↓↓↓
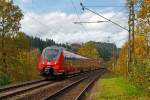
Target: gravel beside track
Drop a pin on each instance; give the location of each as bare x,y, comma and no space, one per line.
77,84
76,90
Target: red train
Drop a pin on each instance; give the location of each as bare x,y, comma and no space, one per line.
56,60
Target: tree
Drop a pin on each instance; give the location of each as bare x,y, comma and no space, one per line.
10,16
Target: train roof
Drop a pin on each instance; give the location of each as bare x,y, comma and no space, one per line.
72,55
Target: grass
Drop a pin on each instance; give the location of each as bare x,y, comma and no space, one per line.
114,87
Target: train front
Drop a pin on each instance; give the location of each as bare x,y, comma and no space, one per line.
49,61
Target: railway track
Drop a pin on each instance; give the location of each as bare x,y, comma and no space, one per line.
7,88
17,89
37,90
77,89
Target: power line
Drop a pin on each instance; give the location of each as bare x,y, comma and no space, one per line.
83,8
77,14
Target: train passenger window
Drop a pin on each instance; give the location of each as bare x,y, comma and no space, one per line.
50,54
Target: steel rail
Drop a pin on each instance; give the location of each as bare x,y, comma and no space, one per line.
18,91
5,88
63,89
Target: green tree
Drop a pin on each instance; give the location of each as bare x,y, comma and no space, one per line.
10,16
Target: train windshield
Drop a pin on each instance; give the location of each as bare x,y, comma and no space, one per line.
50,54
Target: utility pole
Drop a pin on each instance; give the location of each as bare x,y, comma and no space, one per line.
131,48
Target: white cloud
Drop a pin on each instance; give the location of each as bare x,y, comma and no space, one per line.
25,1
59,27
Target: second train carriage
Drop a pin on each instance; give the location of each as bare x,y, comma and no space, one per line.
56,60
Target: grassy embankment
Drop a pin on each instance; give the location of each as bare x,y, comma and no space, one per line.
114,87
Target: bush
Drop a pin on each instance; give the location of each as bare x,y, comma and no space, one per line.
4,79
140,74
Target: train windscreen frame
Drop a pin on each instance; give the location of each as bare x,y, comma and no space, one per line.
50,54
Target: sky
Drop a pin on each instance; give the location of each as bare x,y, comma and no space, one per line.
54,19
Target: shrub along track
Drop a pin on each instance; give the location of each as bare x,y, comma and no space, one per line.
41,89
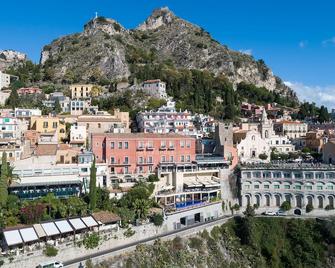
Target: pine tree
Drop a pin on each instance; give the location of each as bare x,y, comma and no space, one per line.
93,186
3,180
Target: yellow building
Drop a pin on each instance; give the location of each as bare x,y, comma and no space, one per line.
81,91
48,124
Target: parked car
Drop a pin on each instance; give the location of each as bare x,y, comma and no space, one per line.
270,213
52,264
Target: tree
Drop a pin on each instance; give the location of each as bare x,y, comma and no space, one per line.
13,100
4,180
286,205
249,211
93,186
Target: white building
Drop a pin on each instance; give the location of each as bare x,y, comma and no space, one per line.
252,146
166,120
78,135
155,88
300,184
4,80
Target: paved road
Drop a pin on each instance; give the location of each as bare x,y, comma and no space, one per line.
79,260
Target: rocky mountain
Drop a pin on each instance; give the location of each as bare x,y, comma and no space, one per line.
106,49
9,58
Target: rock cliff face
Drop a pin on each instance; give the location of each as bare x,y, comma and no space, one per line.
9,58
101,51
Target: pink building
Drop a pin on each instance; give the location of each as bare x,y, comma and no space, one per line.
132,153
29,91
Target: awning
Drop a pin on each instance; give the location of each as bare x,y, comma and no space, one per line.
39,230
12,237
89,221
63,226
77,224
28,234
50,228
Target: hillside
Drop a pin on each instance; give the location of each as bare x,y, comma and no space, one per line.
106,51
11,58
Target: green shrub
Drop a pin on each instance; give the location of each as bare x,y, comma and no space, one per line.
91,241
158,219
50,251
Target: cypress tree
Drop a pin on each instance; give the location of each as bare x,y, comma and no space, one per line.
3,181
93,186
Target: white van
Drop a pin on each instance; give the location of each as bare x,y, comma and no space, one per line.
53,264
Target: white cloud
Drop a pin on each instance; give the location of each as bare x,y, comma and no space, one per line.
303,43
318,94
246,51
330,41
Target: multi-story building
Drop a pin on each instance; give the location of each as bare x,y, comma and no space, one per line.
166,120
24,113
141,153
81,91
291,129
4,80
78,135
300,184
48,124
116,123
155,88
29,91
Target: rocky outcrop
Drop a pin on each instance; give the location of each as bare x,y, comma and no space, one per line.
11,58
102,50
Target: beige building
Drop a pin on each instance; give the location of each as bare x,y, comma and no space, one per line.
48,124
116,123
81,91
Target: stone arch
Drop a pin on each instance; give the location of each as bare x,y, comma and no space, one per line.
298,199
267,200
320,201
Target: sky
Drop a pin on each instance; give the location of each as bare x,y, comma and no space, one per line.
295,38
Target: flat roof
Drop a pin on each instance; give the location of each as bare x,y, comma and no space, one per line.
89,221
64,226
50,228
28,234
13,237
77,224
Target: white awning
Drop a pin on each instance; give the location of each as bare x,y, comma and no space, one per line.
89,221
13,238
77,224
63,226
28,234
39,230
50,228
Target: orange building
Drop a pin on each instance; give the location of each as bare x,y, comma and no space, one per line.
133,153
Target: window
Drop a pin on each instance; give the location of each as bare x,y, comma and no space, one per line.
182,144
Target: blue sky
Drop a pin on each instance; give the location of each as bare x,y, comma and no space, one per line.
295,38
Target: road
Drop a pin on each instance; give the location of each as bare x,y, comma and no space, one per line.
132,245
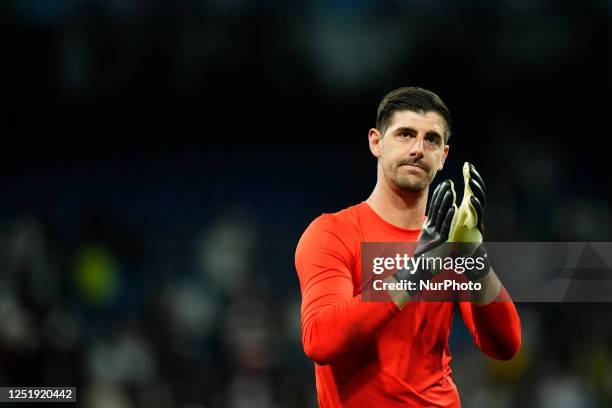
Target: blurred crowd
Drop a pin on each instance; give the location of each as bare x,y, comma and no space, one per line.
149,262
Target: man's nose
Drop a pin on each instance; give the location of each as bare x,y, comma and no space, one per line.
417,147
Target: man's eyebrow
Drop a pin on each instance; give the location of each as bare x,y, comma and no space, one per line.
433,133
405,129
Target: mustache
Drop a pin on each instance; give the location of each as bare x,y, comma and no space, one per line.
413,163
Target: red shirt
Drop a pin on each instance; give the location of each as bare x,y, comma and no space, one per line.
371,354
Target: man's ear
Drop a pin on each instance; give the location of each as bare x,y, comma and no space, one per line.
443,159
375,141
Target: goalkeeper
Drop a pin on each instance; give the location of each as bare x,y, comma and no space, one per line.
395,353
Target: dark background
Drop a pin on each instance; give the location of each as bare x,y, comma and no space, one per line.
161,159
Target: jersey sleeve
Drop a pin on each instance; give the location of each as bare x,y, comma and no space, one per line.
496,326
334,321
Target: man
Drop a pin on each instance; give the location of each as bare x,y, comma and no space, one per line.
395,353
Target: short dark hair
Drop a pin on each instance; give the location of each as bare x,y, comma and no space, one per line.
413,99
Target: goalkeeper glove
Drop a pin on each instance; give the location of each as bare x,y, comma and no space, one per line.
434,234
467,225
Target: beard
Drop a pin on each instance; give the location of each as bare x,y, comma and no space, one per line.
408,182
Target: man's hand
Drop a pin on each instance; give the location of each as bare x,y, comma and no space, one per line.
435,232
467,228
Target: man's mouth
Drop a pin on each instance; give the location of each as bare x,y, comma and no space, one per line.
413,165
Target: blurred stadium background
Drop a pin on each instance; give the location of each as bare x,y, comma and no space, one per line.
161,159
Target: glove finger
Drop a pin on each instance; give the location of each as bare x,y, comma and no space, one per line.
444,207
437,202
475,175
479,212
448,220
478,191
434,196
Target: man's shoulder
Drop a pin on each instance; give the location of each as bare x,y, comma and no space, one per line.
345,220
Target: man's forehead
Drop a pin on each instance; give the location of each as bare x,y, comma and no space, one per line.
420,121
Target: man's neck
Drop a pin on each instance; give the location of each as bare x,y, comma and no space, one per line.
404,209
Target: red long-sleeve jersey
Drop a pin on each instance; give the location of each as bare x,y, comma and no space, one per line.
371,354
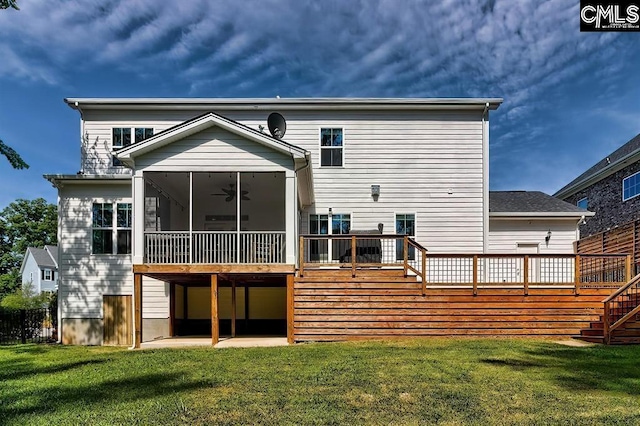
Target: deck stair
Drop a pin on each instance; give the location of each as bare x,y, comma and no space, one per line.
620,322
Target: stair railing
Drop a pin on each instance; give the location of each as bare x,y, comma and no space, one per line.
620,306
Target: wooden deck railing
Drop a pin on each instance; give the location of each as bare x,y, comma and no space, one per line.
208,247
464,270
621,306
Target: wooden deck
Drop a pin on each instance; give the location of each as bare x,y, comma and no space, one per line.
332,305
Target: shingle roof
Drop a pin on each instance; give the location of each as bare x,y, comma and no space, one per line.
42,258
529,202
625,150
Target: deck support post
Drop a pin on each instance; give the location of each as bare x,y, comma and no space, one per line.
424,272
526,275
215,326
301,257
475,274
172,309
406,255
137,302
576,275
353,256
290,311
233,308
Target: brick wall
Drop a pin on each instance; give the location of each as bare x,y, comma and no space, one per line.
605,199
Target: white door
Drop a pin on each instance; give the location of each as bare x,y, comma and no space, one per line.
534,262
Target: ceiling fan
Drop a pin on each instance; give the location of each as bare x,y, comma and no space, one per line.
231,193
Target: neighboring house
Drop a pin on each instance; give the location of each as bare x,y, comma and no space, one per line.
40,268
610,188
532,222
187,217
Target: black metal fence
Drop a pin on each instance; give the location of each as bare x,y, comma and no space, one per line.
28,326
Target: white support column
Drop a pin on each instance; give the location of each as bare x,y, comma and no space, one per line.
291,208
137,192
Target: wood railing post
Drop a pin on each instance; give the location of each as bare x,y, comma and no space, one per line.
406,255
606,322
353,256
424,272
301,256
475,274
526,275
576,275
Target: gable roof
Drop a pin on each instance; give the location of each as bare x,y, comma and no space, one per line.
202,122
53,252
42,257
531,203
621,157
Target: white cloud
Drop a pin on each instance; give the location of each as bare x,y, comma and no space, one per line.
529,52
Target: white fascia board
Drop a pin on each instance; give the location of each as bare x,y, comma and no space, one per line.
539,215
207,104
601,174
129,153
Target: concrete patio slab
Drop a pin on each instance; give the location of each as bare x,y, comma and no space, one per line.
225,342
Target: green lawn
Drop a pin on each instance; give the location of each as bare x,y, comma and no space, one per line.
439,381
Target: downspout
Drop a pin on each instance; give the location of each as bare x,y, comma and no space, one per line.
485,179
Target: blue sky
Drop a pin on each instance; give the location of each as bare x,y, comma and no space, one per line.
570,97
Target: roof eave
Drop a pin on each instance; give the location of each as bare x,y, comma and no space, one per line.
538,215
284,103
128,154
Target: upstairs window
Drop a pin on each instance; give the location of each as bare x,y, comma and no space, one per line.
124,228
631,186
121,138
331,148
583,203
111,233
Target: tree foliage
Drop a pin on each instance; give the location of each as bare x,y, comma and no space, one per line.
24,223
6,4
14,158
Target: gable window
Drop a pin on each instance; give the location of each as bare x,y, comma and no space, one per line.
143,133
102,235
331,148
405,225
121,138
583,203
631,186
123,214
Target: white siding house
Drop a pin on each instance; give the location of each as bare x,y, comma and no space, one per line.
202,182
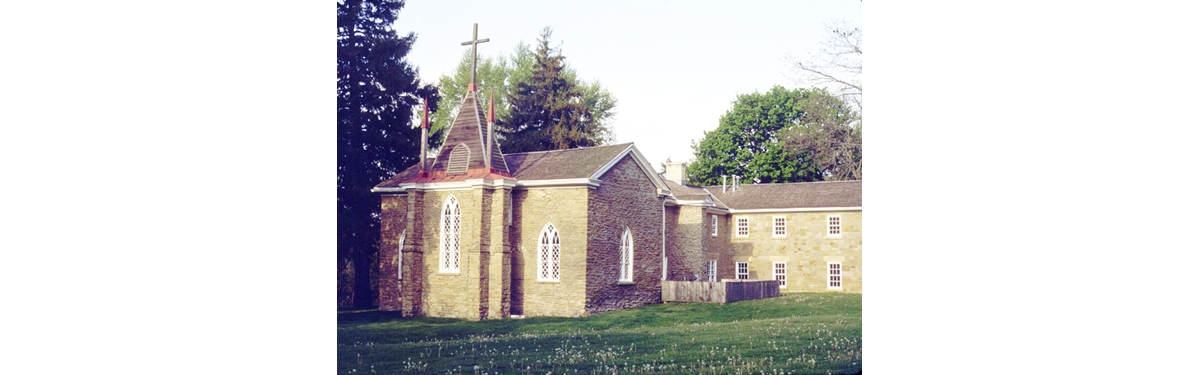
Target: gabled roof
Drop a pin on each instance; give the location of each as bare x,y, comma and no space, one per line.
571,166
684,192
793,195
469,129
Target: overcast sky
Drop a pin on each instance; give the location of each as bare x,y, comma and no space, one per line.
673,66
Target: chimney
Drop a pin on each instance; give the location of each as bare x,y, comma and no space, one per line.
675,172
425,137
491,119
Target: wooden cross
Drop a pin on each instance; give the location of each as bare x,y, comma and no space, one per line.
474,43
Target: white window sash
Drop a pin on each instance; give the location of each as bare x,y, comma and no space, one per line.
779,272
833,226
743,224
549,254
↑↑↑
* [TASK TO CARRY OUT] Please format the lines from the one containing "Target: chimney" through the end of the rows above as a Markdown table with two columns: No., which numbers each line in order, and Line, which holds the line itself. Leave out any blank lines.

* [WRITTEN ANSWER]
| No. | Line |
|---|---|
| 1 | Target: chimney |
| 2 | Drop a pin on each instance; give the location of each as bare x,y, comma and no space, one per line. |
| 3 | 675,172 |
| 4 | 425,137 |
| 5 | 491,119 |
| 6 | Target: wooden cross |
| 7 | Drop a pin on each instance; give the location of each as bare x,y, comma and no space, one per line. |
| 8 | 474,43 |
| 9 | Target: white window sash |
| 10 | Drop a pin on each instance; give the location of each as bare x,y, comma and no space, one per line. |
| 11 | 779,272 |
| 12 | 833,226 |
| 13 | 743,224 |
| 14 | 549,254 |